::: KUTIPAN BACAAN

Kumpulan Tutorial: Soskomas: “Provocative Proactive” Metro TV Bulan Mei 2011

Soskomas: “Provocative Proactive” Metro TV Bulan Mei 2011

ditulis oleh Deddy Sussantho (108051000050)

KUMPULAN TAJUK PROGRAM
“PROVOCATIVE PROACTIVE” METRO TV
BULAN MEI 2011

Kamis, 26 Mei 2011 (23:37 WIB)
Topik: -
Pada edisi ini, tidak diberi tajuk secara khusus seperti minggu-minggu sebelumnya. Namun demikian, pada edisi ini menggunakan setting panggung yang cukup mudah untuk diingat, yakni suasana ruang redaksi harian ‘Lampu Kuning’ (plesetan harian Lampu Hijau yang biasa memuat berita-berita kriminal). Kala itu, dengan bercanda mereka menyangkut pautkan tentang menurunnya angka penjualan harian yang mengangkat isu kriminal lantaran tersaingi oleh harian yang mengangkat isu politik. Lalu dengan serta-merta mereka berujar bahwa antara politik dan kriminal tidak jauh berbeda. Hal ini didasarkan karena adanya beberapa kasus politik yang berujung pada tindak kriminal. Sebaliknya, ada pula tindak kriminal yang dilatarbelakangi oleh politik.
Selain itu, mereka pun berkelakar tentang kasus korupsi M. Nazaruddin yang seolah masih licin dari hukum lantaran KPK masih belum tegas untuk menyidiknya. Kemudian, baru-baru ini KPK seperti ‘terbangun’ dalam kasus ini setelah mengetahui M. Nazaruddin melancong ke Singapura.

Kamis, 19-Mei-2011 (23:37 WIB)
Topik: ”Reformasi in pieces
Pemahasan edisi ini adalah tentang tanggal 20 Mei, yang mana dikenal sebagai hari Kebangkitan Nasional. Namun, apakah benar Indonesia ini sudah bangkit secara nasional? Sementara semua tahu, bahwa Indonesia memiliki banyak celah untuk dikoreksi kekurangannya lantaran pemerintah yang kurang pandai dalam mengelola dan menjaga stabilitas negara.
Selain itu, di edisi ini juga menyindir pernyataan staf ahli presiden bidang bencana yang mengatakan bahwa akan ada gempa dan sudah dapat diprediksi. Sungguh aneh pertanyaan ini, mengingat siapa yang dapat memprediksi gempa? Bahkan selama ini tidak ada cerita ada orang yang dapat menghindari gempa di dunia ini.
Kemudian ada pun sebuah kritikan terhadap hasil survey Indobarometer yang menyatakan bahwa pemerintahan Orde Baru, Soeharto, menjadi presiden yang digemari oleh masyarakat. Hasil survey ini seakan menginjak-injak kehormatan para pejuang ’98 terdahulu, yang mana sangat keras berjuang menumbangkan rezim Orde Baru yang saat itu dinilai tidak pro-rakyat. Muncul sebuah kecurigaan, bahwa dalam prakteknya, survey yang dilakukan hanya mengambil sample dari anak-anak atau remaja yang notabene tidak atau kurang paham Orde Baru secara mendalam.

::::::
::: MATERI DITAMPILKAN

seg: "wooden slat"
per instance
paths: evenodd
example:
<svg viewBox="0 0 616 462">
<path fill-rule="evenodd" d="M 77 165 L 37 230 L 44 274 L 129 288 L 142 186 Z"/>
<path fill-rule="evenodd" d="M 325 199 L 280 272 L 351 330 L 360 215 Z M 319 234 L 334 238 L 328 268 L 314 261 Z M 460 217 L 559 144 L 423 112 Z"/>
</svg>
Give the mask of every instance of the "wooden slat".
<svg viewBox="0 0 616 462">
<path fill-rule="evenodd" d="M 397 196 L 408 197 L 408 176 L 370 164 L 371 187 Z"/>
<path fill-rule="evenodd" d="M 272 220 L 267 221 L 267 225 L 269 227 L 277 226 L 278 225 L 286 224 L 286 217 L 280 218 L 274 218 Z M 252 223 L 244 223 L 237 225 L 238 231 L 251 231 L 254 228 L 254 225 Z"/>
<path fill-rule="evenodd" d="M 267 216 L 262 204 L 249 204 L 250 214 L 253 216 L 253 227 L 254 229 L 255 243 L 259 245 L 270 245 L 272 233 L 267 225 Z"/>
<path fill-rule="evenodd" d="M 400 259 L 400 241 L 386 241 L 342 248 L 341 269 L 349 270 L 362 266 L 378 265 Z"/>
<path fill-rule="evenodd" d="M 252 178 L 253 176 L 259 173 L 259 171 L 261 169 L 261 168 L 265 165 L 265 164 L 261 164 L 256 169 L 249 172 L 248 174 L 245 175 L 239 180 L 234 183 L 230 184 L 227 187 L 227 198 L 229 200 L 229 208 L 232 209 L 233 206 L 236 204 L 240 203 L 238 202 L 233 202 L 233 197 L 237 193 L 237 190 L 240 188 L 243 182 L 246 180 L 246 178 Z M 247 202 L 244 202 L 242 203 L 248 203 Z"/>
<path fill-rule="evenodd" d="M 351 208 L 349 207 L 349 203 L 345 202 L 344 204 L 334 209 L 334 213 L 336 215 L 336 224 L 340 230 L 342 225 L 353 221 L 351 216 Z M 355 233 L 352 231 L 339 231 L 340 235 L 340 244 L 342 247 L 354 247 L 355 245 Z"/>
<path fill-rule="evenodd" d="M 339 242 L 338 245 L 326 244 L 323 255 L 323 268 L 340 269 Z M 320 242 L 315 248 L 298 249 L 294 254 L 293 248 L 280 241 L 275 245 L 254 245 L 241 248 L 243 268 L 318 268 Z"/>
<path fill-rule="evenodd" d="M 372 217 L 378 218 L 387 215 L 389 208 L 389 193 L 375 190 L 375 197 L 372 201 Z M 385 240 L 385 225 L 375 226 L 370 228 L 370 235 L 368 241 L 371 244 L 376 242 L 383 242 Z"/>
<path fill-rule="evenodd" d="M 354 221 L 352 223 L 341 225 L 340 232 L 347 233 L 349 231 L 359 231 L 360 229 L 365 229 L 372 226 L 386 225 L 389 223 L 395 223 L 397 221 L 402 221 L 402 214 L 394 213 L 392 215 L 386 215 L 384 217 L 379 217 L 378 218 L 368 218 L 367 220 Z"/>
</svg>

::::::

Buat ringkasan dua kalimat dari catatan tentang acara Provocative Proactive Metro TV di atas.

HASIL TUGAS: Dalam acara Provocative Proactive Metro TV edisi 26 Mei 2011, yang berlatar ruang redaksi harian 'Lampu Kuning', para pengisi acara berkelakar bahwa politik dan kriminal tidak jauh berbeda dan menyinggung kasus korupsi M. Nazaruddin yang belum tegas disidik KPK. Edisi 19 Mei 2011 membahas 20 Mei sebagai Hari Kebangkitan Nasional, menyindir pernyataan staf ahli presiden bidang bencana bahwa gempa dapat diprediksi, dan mengkritik survei Indobarometer yang menyebut Soeharto sebagai presiden yang digemari masyarakat.